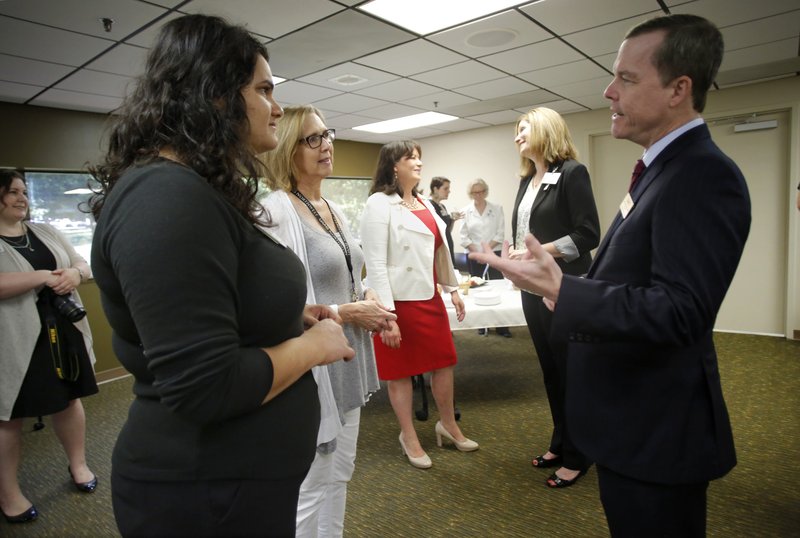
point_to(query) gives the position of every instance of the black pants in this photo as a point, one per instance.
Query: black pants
(554, 373)
(634, 508)
(205, 508)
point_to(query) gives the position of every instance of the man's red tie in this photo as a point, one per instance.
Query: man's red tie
(637, 171)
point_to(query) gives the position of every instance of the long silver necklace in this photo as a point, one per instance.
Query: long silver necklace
(22, 242)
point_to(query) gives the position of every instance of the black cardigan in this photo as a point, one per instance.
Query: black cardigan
(565, 208)
(192, 291)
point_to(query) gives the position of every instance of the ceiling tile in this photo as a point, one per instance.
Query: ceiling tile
(583, 88)
(270, 18)
(465, 39)
(564, 74)
(145, 37)
(532, 57)
(299, 93)
(38, 42)
(768, 52)
(726, 12)
(398, 90)
(83, 16)
(17, 93)
(391, 111)
(346, 121)
(593, 101)
(460, 125)
(330, 42)
(77, 101)
(495, 88)
(603, 39)
(562, 106)
(461, 74)
(371, 76)
(762, 31)
(438, 100)
(96, 83)
(497, 118)
(568, 16)
(20, 70)
(348, 103)
(411, 58)
(122, 60)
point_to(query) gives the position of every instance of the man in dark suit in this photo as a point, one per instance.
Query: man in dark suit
(644, 399)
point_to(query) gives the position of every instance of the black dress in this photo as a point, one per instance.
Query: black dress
(42, 391)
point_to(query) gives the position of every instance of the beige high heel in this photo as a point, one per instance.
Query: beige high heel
(422, 462)
(467, 445)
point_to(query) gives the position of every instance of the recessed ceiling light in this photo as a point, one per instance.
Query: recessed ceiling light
(495, 37)
(406, 122)
(347, 80)
(427, 16)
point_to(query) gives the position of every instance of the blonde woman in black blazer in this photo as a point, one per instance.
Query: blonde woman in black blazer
(555, 203)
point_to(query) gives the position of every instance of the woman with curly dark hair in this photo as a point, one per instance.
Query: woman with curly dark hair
(208, 312)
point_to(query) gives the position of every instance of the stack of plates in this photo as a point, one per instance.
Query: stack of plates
(485, 298)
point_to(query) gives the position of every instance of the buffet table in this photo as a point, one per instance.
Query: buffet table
(507, 313)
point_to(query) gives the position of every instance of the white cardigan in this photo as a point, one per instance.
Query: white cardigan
(289, 229)
(398, 250)
(19, 319)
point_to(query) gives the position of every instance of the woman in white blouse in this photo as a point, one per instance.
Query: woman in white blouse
(483, 223)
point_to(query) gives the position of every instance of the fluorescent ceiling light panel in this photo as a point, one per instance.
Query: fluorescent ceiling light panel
(427, 16)
(407, 122)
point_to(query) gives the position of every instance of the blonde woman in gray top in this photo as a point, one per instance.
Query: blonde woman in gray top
(316, 230)
(39, 269)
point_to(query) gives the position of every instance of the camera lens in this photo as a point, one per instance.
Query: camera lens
(69, 308)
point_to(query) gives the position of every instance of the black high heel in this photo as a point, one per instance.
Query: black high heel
(25, 517)
(556, 481)
(84, 487)
(542, 462)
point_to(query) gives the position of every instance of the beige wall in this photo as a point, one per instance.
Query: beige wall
(771, 269)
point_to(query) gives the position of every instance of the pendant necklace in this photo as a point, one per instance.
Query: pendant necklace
(20, 242)
(342, 243)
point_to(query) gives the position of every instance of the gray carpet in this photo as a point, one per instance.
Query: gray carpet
(493, 492)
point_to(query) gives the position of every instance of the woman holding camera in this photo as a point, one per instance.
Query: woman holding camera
(39, 270)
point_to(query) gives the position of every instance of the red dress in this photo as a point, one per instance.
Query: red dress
(427, 343)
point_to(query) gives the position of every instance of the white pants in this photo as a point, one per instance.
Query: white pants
(323, 494)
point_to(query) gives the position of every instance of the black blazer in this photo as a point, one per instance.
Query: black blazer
(643, 389)
(566, 208)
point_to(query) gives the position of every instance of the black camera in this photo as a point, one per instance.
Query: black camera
(68, 308)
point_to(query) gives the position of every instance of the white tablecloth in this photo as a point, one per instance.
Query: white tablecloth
(506, 314)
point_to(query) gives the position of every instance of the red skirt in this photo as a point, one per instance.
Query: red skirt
(426, 344)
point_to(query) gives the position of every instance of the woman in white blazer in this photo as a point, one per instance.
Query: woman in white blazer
(407, 256)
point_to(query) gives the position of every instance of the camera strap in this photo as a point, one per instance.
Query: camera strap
(65, 359)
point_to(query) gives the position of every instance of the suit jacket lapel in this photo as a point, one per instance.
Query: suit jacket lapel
(647, 178)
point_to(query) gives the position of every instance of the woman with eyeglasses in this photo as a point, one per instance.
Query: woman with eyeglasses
(208, 311)
(317, 231)
(407, 256)
(555, 203)
(483, 223)
(39, 375)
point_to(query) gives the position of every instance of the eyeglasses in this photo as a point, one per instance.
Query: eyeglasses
(315, 141)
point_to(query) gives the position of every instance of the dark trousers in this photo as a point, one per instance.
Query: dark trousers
(205, 508)
(554, 373)
(634, 508)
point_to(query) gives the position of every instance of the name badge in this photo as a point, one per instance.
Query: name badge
(551, 178)
(626, 205)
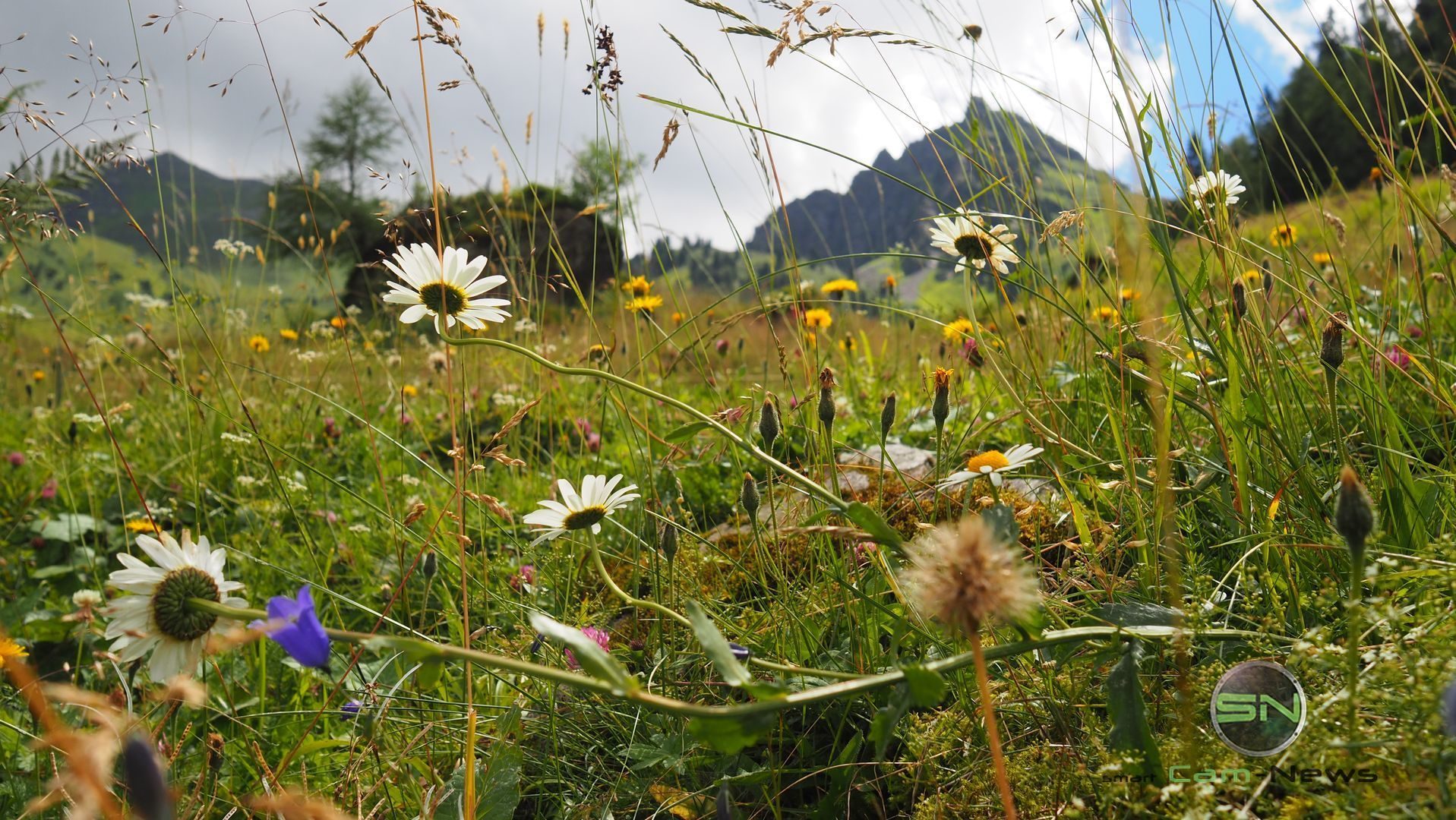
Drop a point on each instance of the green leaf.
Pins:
++++++
# [Task objective]
A word-for-word copy of all the data is required, minus the pictures.

# [Output of the task]
point_to(query) gives the position of every instance of the black pants in this photo as a point, one per instance.
Query: black pants
(554, 373)
(634, 508)
(205, 508)
point_to(query) gives the position of every instance of the man's red tie in this photo as a point, one per instance.
Query: man's red tie
(637, 171)
point_to(query) gives the position of every instance of the long silver necklace in this photo as a point, one per instance.
Query: long silver necklace
(22, 242)
point_to(query) gives the position of every instance of the black cardigan in this photo as a point, one per instance.
Query: black cardigan
(565, 208)
(192, 291)
point_to(query) gives the position of every instance of the ceiling tile in this photo as a point, one per instance.
Query: ceiling tile
(583, 88)
(270, 18)
(465, 39)
(564, 74)
(145, 37)
(532, 57)
(299, 93)
(38, 42)
(768, 52)
(726, 12)
(398, 90)
(83, 16)
(17, 93)
(391, 111)
(346, 121)
(593, 101)
(460, 125)
(330, 42)
(77, 101)
(495, 88)
(603, 39)
(562, 106)
(461, 74)
(371, 76)
(762, 31)
(438, 100)
(96, 83)
(497, 118)
(568, 16)
(20, 70)
(348, 103)
(411, 58)
(122, 60)
point_to(query) gives the position of every instance of the man in dark suit in this photo as a point, one per instance.
Query: man in dark suit
(644, 399)
point_to(query) gives the position of every instance of the black dress in this photo as a point, one per instance.
Query: black dress
(42, 391)
point_to(query) gives the position of every instance of the beige high heel in this photo as a point, one per instance.
Query: beige high heel
(422, 462)
(467, 445)
point_to(query) gives the position of every instance of the recessed ceiling light in this photo as a point, one per instance.
Query: recessed ceiling light
(495, 37)
(406, 122)
(347, 80)
(427, 16)
point_to(query) gives the position of every instance of the blonde woman in black blazer in this photo as a point, one per instance.
Query: blonde woman in black blazer
(555, 203)
point_to(query) gives the position of every instance of the woman with curly dark hair in this photo as a point, one per instance.
Query: woman with curly dark hair
(208, 312)
point_to(query) gives the position of every instance of the stack of plates in this photo as a point, one per instance.
Query: stack of plates
(485, 298)
point_to(query) gives the position of every instance of the buffet table in this photo as a point, one per instance.
Query: buffet table
(507, 313)
point_to(query) gives the position of every instance of the white cardigan in this photo as a point, one per instance.
Query: white cardigan
(289, 229)
(398, 250)
(19, 319)
point_to(query) gives the position of every instance of the woman in white blouse in this photo as a point, one per instance.
Query: woman in white blouse
(483, 223)
point_to(query) gives the position of every instance of the fluorescent ceiling light panel in this photo as a point, one per instance.
Query: fluorescent ceiling light panel
(427, 16)
(407, 122)
point_to(query) gives the position of every instance of the blonde woman in gray top in this photo as a point, one per instance.
Query: blonde woman in gray top
(316, 230)
(39, 269)
point_to(query) gives the position of every instance of the camera lens in this photo as a point, one per instance.
Query: camera lens
(69, 308)
point_to(query) gives the position of every instance of the black high heel in this photo as a point, one per instance.
Query: black high heel
(25, 517)
(556, 481)
(84, 487)
(542, 462)
point_to(query) gives the position of every instance of the beige wall in this photo as a point, one per instance.
Query: beige wall
(771, 269)
point_to(query) gives the position of every instance of the pendant necklace in this photo as a point, one per instance.
Query: pendant necklace
(20, 242)
(342, 243)
point_to(query) gives the position of every instance of the gray carpet in this photo as a point, one per instance.
Query: gray carpet
(493, 492)
point_to(query) gives the position of every instance of the woman holding camera in this photo as a point, one per instance.
Query: woman holding camera
(39, 270)
point_to(query) gives the position of every instance of the red dress in this photo as a point, one per instance.
Query: red dress
(427, 343)
point_to(query) gives the position of every instance of the white pants in this photo as a point, one per instance.
Query: white pants
(323, 494)
point_to(query) gives the position of every instance of the black blazer in this photo as a point, one per instance.
Query: black blazer
(643, 389)
(566, 208)
point_to(query) gives the position of every instance of the black camera in this photo as a point, one per instance.
Query: black camera
(68, 308)
point_to(query) gives the position of every instance of the white tablecloth in this photo as a point, one per instance.
Query: white tablecloth
(506, 314)
point_to(query) gives the position of every instance of the red skirt in this photo as a point, one per instance.
Query: red skirt
(426, 344)
point_to(query) gives the position of every instance of the woman in white blazer in this photo as a point, one per instance.
Query: woman in white blazer
(407, 256)
point_to(query) gives the position of every instance of the camera strap in this photo as a point, one per instance.
Query: camera strap
(65, 359)
point_to(query) gives the position of every instance of the suit jacket lapel in this photo as a point, one per instance.
Query: suit jacket lapel
(647, 178)
point_to(query) gives the position of every instance of the woman with eyeglasses in this photo as a point, one per instance.
Query: woman with eyeglasses
(208, 311)
(317, 231)
(407, 256)
(555, 203)
(483, 223)
(39, 375)
point_to(query) gives the position of every instance of the eyeglasses in this photo as a point, one per instance.
Query: eyeglasses
(315, 141)
point_to(query) gives the position of every instance of the dark trousers in this photo as a point, one per instance.
Query: dark trousers
(205, 508)
(554, 373)
(634, 508)
point_to(query) gives the position of every instance of the name badge in this photo as a point, one per instance.
Query: name badge
(551, 178)
(626, 205)
Drop a point on each instance of the green leaf.
Pins:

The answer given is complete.